(What you will do):
The required output is the exact sequence of lines from the line holding "Guideline: one marker per instance of the red flower" to the end of the records, inclusive.

(Stored rows):
>>>
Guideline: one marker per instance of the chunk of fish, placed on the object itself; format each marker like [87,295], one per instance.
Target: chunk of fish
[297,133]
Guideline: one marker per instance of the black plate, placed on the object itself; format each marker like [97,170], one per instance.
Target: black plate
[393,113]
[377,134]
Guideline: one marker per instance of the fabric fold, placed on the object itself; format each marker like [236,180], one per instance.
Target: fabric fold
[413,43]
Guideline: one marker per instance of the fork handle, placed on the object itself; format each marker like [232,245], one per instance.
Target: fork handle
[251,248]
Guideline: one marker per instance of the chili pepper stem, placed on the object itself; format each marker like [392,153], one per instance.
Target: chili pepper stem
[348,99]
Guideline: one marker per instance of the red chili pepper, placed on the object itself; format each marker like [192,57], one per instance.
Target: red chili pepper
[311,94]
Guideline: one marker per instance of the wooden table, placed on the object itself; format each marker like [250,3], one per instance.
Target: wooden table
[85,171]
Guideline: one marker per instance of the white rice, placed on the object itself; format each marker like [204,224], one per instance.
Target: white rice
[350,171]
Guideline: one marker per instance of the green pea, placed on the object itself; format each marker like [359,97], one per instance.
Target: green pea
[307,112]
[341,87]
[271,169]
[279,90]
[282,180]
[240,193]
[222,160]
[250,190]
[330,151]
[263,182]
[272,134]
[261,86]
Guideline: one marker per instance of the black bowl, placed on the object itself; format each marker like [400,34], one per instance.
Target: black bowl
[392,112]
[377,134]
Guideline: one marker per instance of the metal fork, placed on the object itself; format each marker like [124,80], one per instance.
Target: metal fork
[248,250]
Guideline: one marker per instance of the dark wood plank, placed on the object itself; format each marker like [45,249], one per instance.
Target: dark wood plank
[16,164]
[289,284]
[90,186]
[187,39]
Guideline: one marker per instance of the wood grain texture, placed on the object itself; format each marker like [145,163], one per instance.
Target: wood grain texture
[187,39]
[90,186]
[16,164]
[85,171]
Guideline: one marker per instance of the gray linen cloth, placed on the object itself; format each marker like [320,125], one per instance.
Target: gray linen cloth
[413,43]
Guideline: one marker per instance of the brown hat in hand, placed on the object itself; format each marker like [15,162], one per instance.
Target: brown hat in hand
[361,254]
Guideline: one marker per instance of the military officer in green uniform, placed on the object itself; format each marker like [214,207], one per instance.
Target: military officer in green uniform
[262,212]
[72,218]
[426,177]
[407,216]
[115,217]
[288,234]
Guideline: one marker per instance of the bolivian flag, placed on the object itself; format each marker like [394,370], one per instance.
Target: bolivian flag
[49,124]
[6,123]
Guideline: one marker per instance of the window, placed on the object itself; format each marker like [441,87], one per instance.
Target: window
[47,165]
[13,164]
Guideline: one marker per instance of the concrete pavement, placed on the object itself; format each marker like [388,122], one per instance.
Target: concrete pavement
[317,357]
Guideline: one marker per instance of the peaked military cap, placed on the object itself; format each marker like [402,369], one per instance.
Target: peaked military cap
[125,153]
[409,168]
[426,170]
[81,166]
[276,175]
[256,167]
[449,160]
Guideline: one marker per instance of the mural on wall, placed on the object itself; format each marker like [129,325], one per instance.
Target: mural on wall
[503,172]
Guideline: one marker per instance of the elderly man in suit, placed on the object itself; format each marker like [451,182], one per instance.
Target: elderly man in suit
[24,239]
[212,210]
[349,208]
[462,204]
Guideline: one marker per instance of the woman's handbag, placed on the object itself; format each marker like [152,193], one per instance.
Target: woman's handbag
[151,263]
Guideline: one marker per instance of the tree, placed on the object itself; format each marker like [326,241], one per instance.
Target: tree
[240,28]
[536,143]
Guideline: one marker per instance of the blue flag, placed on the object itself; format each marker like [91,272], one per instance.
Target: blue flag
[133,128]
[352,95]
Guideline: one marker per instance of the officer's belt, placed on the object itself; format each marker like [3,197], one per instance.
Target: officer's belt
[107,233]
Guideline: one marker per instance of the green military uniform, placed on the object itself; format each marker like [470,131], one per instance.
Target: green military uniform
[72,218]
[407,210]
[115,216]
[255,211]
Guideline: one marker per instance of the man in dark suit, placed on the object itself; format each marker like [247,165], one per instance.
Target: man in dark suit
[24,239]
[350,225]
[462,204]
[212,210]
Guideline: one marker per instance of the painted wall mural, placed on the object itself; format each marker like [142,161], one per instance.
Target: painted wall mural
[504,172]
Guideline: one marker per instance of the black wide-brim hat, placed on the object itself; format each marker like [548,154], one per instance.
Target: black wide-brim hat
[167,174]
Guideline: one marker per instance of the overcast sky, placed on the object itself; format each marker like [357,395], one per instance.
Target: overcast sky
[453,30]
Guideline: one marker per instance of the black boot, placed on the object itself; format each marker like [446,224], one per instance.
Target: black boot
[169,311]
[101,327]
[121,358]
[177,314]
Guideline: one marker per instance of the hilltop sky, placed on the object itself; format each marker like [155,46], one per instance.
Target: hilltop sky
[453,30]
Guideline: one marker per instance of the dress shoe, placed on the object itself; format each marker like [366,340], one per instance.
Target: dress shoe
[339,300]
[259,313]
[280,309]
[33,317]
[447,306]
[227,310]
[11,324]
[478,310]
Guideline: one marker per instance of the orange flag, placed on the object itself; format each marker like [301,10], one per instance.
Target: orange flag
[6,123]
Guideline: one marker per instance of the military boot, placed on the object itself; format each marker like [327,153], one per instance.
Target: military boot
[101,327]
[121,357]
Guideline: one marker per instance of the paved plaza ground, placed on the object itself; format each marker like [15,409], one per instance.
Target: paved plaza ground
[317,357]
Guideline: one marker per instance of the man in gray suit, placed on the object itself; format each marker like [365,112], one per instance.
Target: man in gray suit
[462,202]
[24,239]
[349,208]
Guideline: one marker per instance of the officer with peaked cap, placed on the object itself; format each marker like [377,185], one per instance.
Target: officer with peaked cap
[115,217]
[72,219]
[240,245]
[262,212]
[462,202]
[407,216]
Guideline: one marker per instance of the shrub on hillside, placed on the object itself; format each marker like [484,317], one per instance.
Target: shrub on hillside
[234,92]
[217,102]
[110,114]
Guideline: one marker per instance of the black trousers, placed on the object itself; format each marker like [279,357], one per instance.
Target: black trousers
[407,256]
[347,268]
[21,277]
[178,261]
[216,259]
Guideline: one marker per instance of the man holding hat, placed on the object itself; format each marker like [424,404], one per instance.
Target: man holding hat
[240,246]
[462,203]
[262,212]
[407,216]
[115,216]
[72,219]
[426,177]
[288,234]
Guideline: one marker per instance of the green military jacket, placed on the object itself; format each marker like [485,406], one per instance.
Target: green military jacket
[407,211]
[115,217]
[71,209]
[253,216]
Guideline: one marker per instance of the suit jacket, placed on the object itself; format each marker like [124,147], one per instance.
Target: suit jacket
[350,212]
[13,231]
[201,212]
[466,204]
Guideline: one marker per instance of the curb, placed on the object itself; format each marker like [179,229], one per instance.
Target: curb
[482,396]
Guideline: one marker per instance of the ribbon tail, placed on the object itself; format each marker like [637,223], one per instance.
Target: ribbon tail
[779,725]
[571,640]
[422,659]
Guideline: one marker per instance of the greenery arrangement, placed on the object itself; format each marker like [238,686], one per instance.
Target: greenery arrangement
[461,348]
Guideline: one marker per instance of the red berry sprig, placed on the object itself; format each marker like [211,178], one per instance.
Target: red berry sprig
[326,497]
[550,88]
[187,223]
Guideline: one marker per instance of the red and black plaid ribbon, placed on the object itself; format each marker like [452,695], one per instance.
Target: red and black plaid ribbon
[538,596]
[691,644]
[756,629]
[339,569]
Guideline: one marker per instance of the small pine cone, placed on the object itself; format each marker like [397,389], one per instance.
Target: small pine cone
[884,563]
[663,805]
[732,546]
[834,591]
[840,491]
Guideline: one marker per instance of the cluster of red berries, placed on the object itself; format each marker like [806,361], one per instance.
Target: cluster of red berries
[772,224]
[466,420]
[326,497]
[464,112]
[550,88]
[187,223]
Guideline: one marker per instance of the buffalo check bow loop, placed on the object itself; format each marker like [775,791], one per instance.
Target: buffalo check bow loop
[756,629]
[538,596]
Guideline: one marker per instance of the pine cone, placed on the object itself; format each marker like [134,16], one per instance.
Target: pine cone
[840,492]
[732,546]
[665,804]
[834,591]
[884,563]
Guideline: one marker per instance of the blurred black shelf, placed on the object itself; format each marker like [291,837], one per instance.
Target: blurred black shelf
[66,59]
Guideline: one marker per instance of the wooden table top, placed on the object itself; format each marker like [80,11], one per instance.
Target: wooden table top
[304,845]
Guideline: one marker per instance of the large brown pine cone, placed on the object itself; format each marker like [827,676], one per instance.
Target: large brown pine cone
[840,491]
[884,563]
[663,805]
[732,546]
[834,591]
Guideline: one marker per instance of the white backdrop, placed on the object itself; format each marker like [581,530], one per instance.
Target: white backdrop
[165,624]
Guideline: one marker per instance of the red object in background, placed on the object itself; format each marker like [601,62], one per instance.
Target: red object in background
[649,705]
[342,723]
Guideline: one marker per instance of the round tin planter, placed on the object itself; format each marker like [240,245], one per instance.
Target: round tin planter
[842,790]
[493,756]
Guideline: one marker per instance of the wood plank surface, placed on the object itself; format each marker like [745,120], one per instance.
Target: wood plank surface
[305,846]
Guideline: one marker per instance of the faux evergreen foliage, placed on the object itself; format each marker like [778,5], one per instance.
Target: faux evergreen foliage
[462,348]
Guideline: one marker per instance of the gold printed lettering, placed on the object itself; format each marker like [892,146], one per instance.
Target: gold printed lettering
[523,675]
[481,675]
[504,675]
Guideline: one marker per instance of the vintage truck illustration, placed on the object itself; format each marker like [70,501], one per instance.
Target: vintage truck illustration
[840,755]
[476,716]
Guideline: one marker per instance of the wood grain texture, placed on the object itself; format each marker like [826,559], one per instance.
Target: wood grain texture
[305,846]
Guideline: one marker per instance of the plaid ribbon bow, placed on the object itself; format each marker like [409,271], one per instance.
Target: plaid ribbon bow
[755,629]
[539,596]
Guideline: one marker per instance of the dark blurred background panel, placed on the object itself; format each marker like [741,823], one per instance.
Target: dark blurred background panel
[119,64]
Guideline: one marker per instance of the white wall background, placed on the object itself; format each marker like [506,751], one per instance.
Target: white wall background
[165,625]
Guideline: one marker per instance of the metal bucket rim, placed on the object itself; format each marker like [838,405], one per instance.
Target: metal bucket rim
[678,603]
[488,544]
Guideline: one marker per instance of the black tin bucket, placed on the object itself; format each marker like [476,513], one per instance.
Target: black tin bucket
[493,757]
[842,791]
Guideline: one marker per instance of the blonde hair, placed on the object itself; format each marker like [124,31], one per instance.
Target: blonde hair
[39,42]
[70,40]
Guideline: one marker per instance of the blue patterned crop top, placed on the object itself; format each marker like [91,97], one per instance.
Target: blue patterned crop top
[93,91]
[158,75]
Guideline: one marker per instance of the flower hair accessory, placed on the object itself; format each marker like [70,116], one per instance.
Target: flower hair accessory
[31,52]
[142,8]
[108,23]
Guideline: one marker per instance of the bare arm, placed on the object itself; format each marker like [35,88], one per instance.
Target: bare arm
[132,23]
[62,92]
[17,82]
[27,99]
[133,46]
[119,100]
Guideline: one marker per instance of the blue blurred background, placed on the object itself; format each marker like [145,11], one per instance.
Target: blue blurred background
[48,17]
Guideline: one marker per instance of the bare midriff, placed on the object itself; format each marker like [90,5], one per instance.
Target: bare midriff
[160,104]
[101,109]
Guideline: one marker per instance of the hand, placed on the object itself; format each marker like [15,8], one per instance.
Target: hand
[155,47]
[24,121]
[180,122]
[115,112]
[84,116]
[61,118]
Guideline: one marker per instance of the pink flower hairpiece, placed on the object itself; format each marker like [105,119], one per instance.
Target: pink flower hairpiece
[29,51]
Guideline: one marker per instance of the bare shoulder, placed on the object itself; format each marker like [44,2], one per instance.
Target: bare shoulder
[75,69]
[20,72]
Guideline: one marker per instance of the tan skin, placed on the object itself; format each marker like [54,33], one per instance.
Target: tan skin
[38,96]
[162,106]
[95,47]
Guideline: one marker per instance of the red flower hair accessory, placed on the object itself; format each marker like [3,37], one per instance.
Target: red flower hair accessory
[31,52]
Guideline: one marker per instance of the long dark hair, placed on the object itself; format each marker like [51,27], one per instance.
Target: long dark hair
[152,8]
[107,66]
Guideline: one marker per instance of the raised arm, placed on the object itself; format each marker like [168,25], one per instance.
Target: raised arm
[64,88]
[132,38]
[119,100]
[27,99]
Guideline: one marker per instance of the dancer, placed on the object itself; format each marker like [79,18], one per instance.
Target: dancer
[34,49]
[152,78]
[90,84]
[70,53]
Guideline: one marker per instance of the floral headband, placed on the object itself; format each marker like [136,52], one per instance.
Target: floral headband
<<<
(Exercise answer):
Guideline: one marker per instance of the red flower hair accessory, placed on the object itself; format each marker like [3,37], one per instance.
Target: red flower hair accessory
[31,52]
Guideline: one marker per instance of the long dark hair, placed on the object itself; format each marker like [51,27], one per instance.
Target: long dark hair
[152,8]
[107,66]
Guideline: one marker per instance of the raised arm, placed on the object itself; format each marker like [168,25], one per instance.
Target: raised arm
[64,88]
[132,38]
[119,100]
[27,99]
Guideline: one marker per instance of the dancer, placed on the object itself; format each marker like [79,18], one per instance.
Target: dancer
[34,49]
[152,78]
[90,84]
[70,53]
Guideline: one marker per instance of the floral headband, placed on the object itself; format each marker like [136,52], one per instance.
Target: floral headband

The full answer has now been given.